*Rows*
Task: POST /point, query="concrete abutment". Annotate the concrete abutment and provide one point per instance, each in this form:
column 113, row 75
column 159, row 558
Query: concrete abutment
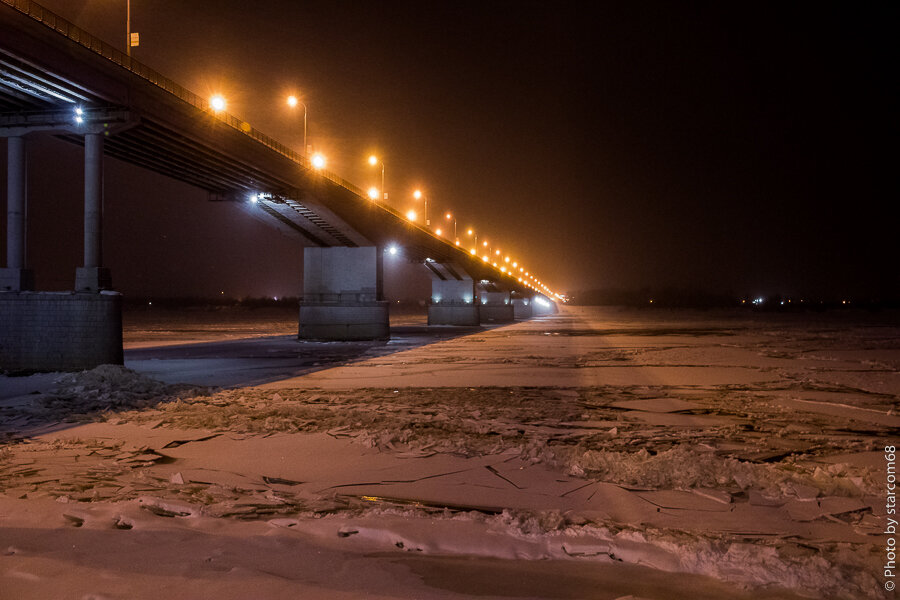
column 343, row 295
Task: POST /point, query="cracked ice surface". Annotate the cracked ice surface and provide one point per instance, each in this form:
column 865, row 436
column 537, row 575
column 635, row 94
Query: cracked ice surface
column 740, row 449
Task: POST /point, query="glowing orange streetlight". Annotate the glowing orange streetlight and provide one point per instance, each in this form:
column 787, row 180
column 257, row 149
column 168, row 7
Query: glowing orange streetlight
column 418, row 195
column 293, row 101
column 373, row 160
column 449, row 216
column 217, row 103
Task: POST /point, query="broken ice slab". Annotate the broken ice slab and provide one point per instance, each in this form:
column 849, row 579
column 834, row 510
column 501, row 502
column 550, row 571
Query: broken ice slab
column 166, row 508
column 678, row 500
column 681, row 419
column 660, row 405
column 811, row 510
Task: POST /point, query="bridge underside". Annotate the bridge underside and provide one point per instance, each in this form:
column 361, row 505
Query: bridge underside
column 56, row 79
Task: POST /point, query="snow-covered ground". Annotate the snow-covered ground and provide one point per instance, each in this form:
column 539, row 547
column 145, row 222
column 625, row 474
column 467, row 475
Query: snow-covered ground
column 599, row 453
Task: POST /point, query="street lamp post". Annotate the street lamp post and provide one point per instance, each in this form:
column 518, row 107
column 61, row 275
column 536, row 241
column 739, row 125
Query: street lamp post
column 373, row 160
column 292, row 102
column 448, row 217
column 128, row 27
column 418, row 195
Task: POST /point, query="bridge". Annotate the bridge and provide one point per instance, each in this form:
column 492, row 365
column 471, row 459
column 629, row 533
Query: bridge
column 57, row 79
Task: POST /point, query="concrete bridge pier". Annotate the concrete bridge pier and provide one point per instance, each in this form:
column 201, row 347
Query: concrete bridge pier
column 495, row 305
column 542, row 305
column 522, row 308
column 56, row 331
column 92, row 277
column 343, row 295
column 453, row 299
column 15, row 277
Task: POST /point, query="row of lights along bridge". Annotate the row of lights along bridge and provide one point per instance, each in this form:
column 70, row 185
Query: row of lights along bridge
column 486, row 251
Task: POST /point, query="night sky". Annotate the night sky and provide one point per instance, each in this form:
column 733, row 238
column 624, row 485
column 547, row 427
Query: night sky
column 727, row 147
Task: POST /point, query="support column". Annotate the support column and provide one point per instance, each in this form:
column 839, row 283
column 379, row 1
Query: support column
column 15, row 277
column 452, row 296
column 93, row 277
column 522, row 308
column 343, row 296
column 495, row 307
column 542, row 305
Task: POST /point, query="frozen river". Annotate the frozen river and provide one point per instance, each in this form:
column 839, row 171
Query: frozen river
column 598, row 453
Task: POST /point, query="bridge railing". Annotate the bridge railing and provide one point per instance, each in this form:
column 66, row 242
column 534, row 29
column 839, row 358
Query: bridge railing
column 80, row 36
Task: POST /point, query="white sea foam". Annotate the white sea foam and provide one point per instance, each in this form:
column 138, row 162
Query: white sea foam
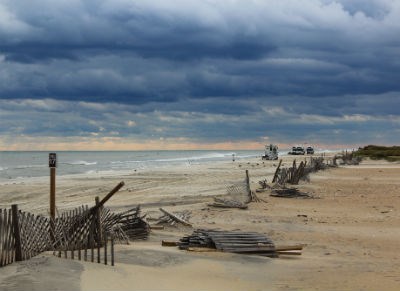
column 80, row 163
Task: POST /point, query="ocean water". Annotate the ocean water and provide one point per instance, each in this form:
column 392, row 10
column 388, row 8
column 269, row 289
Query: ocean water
column 21, row 165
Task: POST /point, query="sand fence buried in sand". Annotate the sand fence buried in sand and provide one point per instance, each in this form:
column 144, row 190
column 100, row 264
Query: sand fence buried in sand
column 84, row 232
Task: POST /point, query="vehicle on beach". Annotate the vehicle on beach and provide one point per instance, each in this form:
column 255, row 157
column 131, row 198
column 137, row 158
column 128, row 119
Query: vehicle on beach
column 310, row 150
column 297, row 150
column 271, row 152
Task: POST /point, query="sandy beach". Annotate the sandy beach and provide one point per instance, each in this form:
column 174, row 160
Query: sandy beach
column 350, row 230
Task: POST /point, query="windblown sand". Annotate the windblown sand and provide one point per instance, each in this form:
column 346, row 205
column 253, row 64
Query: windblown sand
column 351, row 230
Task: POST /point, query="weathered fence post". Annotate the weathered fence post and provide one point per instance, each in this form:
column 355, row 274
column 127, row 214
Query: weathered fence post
column 248, row 183
column 17, row 234
column 98, row 227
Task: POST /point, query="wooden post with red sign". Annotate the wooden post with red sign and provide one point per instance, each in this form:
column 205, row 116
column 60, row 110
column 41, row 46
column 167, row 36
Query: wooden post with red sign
column 52, row 166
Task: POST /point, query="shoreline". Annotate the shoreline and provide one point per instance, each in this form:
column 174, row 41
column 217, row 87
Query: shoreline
column 350, row 230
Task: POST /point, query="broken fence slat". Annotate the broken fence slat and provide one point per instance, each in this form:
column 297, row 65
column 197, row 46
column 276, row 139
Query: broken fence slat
column 175, row 217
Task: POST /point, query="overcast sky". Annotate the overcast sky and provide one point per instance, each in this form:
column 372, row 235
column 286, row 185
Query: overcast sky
column 129, row 74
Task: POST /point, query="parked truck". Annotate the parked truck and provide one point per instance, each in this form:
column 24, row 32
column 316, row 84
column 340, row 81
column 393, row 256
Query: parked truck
column 271, row 152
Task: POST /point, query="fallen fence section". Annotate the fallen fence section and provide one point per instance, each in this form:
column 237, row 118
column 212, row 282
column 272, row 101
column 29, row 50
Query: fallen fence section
column 235, row 242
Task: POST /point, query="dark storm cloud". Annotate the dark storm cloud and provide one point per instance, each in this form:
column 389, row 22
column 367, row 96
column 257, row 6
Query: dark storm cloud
column 200, row 65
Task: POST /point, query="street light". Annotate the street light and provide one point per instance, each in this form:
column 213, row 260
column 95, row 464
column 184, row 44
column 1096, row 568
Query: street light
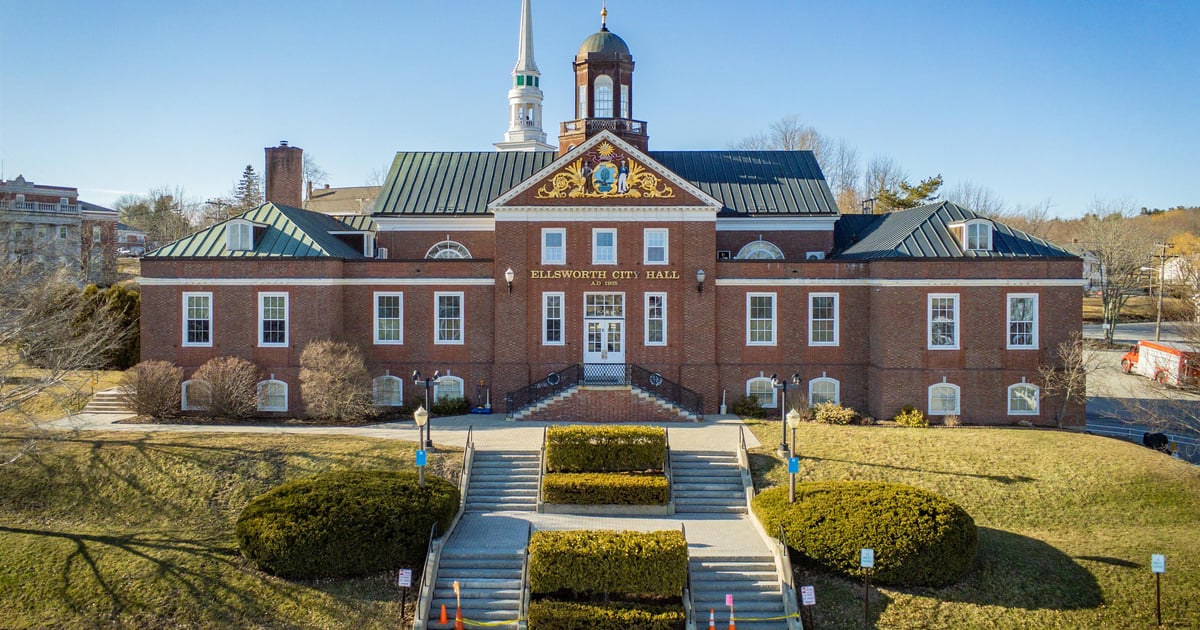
column 418, row 379
column 421, row 417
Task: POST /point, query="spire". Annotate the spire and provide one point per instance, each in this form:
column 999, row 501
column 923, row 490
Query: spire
column 525, row 48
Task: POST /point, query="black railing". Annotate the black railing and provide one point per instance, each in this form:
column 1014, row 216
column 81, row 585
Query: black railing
column 534, row 393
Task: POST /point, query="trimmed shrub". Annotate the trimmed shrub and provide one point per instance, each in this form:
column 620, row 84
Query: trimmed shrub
column 153, row 389
column 605, row 449
column 832, row 413
column 334, row 381
column 919, row 538
column 233, row 387
column 550, row 615
column 601, row 489
column 345, row 523
column 748, row 407
column 600, row 563
column 912, row 417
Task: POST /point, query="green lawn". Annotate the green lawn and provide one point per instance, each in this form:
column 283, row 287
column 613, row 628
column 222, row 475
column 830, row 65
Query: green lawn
column 1067, row 525
column 136, row 531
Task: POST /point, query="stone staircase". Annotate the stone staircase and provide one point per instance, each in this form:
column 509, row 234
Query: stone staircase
column 753, row 582
column 106, row 402
column 504, row 481
column 707, row 481
column 489, row 582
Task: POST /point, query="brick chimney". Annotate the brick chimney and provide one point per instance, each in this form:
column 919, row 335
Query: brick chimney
column 285, row 175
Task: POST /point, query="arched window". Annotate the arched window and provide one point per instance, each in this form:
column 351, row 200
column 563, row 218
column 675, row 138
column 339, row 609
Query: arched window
column 273, row 395
column 448, row 249
column 604, row 96
column 448, row 388
column 825, row 390
column 761, row 388
column 760, row 250
column 943, row 399
column 389, row 391
column 196, row 395
column 1024, row 399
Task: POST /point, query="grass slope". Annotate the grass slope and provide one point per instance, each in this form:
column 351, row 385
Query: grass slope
column 136, row 531
column 1067, row 525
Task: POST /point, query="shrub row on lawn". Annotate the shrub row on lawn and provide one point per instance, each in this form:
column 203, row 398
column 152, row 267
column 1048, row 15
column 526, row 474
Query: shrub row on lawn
column 551, row 615
column 919, row 538
column 601, row 564
column 605, row 449
column 601, row 489
column 345, row 523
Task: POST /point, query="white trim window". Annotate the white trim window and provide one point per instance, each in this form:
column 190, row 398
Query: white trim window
column 1024, row 399
column 389, row 318
column 604, row 246
column 388, row 391
column 825, row 390
column 198, row 319
column 655, row 318
column 943, row 321
column 273, row 395
column 655, row 250
column 760, row 319
column 822, row 319
column 762, row 389
column 553, row 246
column 943, row 399
column 552, row 319
column 1023, row 321
column 448, row 388
column 273, row 319
column 448, row 318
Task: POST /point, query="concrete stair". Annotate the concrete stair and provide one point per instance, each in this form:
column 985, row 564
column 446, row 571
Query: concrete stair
column 707, row 481
column 754, row 583
column 106, row 402
column 489, row 581
column 504, row 481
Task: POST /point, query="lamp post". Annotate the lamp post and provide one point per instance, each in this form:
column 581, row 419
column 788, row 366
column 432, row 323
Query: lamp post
column 421, row 417
column 418, row 379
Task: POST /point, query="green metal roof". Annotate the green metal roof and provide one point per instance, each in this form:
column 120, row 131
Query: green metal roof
column 289, row 233
column 924, row 232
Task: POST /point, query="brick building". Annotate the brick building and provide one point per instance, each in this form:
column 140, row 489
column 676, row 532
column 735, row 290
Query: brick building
column 607, row 281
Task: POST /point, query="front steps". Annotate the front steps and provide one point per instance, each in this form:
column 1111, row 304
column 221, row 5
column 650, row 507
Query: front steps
column 707, row 481
column 753, row 582
column 504, row 481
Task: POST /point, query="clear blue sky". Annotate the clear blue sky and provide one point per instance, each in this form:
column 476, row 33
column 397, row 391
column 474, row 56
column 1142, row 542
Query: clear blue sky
column 1037, row 100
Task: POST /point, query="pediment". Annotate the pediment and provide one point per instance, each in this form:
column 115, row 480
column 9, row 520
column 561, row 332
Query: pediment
column 605, row 172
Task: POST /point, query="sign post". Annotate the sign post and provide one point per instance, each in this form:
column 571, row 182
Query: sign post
column 1158, row 567
column 867, row 561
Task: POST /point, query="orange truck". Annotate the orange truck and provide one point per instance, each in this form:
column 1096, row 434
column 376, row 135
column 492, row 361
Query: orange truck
column 1170, row 364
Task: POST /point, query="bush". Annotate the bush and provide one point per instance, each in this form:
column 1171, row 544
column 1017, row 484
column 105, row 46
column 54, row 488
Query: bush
column 605, row 449
column 153, row 389
column 832, row 413
column 334, row 381
column 550, row 615
column 606, row 489
column 640, row 564
column 748, row 407
column 345, row 523
column 233, row 387
column 919, row 538
column 911, row 415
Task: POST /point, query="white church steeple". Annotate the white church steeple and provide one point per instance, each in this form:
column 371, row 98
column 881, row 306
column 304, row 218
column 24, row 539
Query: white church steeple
column 525, row 99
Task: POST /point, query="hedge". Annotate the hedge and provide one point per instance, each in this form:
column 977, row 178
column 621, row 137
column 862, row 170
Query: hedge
column 605, row 449
column 345, row 523
column 919, row 538
column 600, row 563
column 606, row 489
column 550, row 615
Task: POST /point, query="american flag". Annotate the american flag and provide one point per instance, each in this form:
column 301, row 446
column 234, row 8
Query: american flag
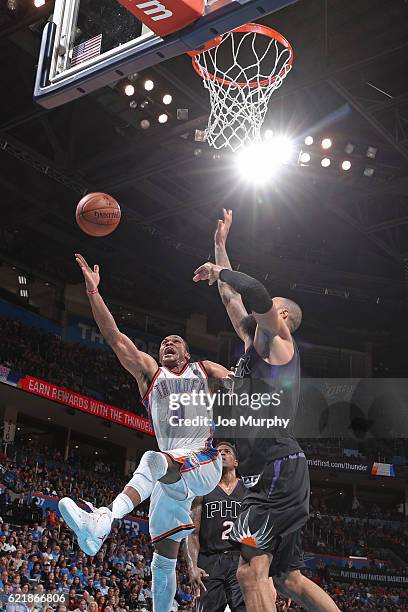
column 86, row 50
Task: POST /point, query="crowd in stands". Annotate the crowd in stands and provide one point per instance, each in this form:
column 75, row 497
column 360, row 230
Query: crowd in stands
column 49, row 474
column 95, row 373
column 357, row 537
column 38, row 554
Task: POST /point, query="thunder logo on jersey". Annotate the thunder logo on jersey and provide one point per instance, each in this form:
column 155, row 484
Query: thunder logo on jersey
column 171, row 386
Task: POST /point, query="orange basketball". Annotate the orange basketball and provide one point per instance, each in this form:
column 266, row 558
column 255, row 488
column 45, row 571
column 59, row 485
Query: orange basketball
column 98, row 214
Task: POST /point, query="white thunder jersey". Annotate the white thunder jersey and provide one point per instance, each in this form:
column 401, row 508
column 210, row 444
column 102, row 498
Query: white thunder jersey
column 169, row 423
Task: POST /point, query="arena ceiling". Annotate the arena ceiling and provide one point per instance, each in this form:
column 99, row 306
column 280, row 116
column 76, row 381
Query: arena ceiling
column 336, row 242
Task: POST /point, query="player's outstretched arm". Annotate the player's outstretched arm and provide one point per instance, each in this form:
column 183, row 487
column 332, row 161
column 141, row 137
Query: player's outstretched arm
column 141, row 365
column 230, row 298
column 192, row 547
column 216, row 370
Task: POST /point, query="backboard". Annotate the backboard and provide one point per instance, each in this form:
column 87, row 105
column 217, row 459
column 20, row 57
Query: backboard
column 88, row 44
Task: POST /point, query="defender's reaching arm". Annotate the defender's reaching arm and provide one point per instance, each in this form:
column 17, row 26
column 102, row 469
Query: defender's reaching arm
column 230, row 298
column 141, row 365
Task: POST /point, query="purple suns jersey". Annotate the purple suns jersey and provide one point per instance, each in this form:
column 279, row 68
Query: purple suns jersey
column 219, row 511
column 256, row 449
column 180, row 422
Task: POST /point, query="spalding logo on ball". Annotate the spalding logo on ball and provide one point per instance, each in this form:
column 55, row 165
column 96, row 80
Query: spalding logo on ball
column 98, row 214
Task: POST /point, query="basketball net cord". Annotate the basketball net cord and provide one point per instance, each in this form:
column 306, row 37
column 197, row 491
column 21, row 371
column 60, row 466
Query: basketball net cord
column 239, row 96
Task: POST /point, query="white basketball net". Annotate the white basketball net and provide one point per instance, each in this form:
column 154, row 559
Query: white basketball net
column 238, row 111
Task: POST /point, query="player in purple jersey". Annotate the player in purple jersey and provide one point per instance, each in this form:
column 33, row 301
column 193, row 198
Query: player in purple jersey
column 276, row 507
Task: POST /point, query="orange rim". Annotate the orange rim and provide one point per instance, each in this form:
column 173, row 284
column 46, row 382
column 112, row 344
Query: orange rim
column 256, row 28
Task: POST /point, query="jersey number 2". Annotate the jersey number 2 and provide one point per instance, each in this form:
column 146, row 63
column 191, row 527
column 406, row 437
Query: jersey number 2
column 228, row 526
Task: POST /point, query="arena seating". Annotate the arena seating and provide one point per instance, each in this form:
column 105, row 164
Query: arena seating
column 92, row 372
column 38, row 553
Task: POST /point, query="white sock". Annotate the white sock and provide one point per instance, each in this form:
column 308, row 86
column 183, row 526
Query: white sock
column 163, row 582
column 121, row 506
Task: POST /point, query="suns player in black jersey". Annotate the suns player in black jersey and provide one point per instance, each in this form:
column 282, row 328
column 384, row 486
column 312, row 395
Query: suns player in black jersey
column 212, row 560
column 274, row 469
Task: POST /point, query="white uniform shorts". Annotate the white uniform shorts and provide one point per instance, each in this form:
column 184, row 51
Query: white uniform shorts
column 170, row 504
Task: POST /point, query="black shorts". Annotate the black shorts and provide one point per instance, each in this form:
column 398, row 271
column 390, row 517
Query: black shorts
column 289, row 555
column 222, row 584
column 275, row 508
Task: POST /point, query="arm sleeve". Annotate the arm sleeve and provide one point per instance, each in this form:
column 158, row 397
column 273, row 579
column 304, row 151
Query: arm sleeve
column 254, row 294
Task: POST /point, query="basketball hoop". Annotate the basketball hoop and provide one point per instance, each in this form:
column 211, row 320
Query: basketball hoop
column 241, row 69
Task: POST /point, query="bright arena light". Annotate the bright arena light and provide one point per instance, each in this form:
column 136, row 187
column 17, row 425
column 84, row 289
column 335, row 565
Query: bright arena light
column 304, row 158
column 129, row 90
column 259, row 162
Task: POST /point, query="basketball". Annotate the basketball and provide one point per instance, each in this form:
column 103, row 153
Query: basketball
column 98, row 214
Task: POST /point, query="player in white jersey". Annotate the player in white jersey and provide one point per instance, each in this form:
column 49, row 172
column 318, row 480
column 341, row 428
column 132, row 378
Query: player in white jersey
column 187, row 464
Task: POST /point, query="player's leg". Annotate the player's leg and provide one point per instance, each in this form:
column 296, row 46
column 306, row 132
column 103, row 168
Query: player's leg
column 92, row 528
column 213, row 599
column 169, row 524
column 164, row 583
column 253, row 577
column 305, row 592
column 287, row 561
column 235, row 598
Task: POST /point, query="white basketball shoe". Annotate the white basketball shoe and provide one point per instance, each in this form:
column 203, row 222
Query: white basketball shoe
column 91, row 528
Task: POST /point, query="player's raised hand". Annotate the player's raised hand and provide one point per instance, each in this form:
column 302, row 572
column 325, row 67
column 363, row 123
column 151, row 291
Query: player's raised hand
column 223, row 228
column 91, row 276
column 196, row 579
column 207, row 272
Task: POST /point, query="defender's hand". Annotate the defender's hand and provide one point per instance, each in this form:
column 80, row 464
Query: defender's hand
column 207, row 271
column 196, row 579
column 223, row 228
column 91, row 276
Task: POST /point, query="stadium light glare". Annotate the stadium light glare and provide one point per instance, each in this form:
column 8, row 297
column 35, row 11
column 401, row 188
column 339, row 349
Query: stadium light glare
column 258, row 163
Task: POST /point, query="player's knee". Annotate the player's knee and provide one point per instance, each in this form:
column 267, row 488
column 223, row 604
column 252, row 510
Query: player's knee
column 249, row 575
column 152, row 467
column 155, row 463
column 292, row 581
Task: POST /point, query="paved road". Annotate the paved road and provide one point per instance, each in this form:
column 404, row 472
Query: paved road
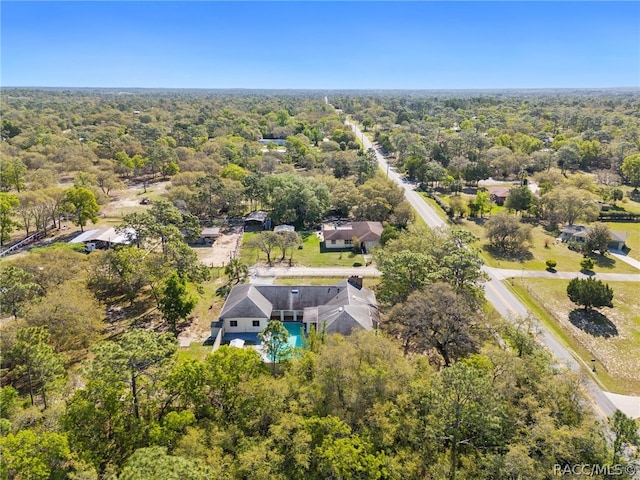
column 501, row 298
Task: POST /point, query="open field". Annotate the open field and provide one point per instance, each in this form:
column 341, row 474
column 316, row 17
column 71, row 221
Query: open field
column 612, row 338
column 633, row 240
column 368, row 282
column 308, row 256
column 543, row 247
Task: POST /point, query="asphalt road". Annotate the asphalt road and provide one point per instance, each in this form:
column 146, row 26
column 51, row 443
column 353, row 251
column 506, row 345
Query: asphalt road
column 500, row 296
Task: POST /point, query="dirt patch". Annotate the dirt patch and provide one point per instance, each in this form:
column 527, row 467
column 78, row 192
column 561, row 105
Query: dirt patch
column 223, row 249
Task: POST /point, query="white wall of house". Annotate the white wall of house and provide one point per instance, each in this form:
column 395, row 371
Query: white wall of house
column 338, row 244
column 244, row 325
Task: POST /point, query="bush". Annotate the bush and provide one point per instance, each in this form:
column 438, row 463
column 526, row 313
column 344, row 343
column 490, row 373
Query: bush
column 586, row 264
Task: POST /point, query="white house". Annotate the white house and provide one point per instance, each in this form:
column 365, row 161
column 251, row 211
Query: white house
column 342, row 236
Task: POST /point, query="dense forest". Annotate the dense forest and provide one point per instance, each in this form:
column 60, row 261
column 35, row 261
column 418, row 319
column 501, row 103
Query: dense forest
column 94, row 384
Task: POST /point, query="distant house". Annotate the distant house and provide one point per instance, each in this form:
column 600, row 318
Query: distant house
column 498, row 194
column 256, row 221
column 284, row 228
column 102, row 238
column 342, row 236
column 342, row 308
column 208, row 235
column 618, row 241
column 578, row 234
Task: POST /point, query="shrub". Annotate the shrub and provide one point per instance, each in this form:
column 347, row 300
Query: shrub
column 586, row 264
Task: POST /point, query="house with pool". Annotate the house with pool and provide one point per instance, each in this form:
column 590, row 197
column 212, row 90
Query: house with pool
column 342, row 308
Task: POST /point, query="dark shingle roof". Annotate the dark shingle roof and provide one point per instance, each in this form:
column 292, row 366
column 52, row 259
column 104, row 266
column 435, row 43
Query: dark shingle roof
column 341, row 308
column 245, row 301
column 364, row 231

*Problem description*
Copy the material word for word, from its very first line through the line that contains "column 217, row 103". Leave the pictures out of your copy.

*Task output*
Task: POST /point, query="concrete abutment". Annotate the concrete abutment and provide one point per instance, each in this form:
column 113, row 75
column 159, row 558
Query: concrete abutment
column 343, row 295
Task: POST /point, query="cracked ice surface". Annotate the cracked ice surface and provide one point per instance, each in this form:
column 865, row 436
column 537, row 575
column 635, row 94
Query: cracked ice surface
column 740, row 449
Task: POST /point, query="glowing orange streetlight". Annotate the glowing orange streetlight and provide one point per instance, each in this form:
column 787, row 180
column 257, row 149
column 168, row 7
Query: glowing orange streetlight
column 418, row 195
column 293, row 101
column 373, row 160
column 449, row 216
column 217, row 103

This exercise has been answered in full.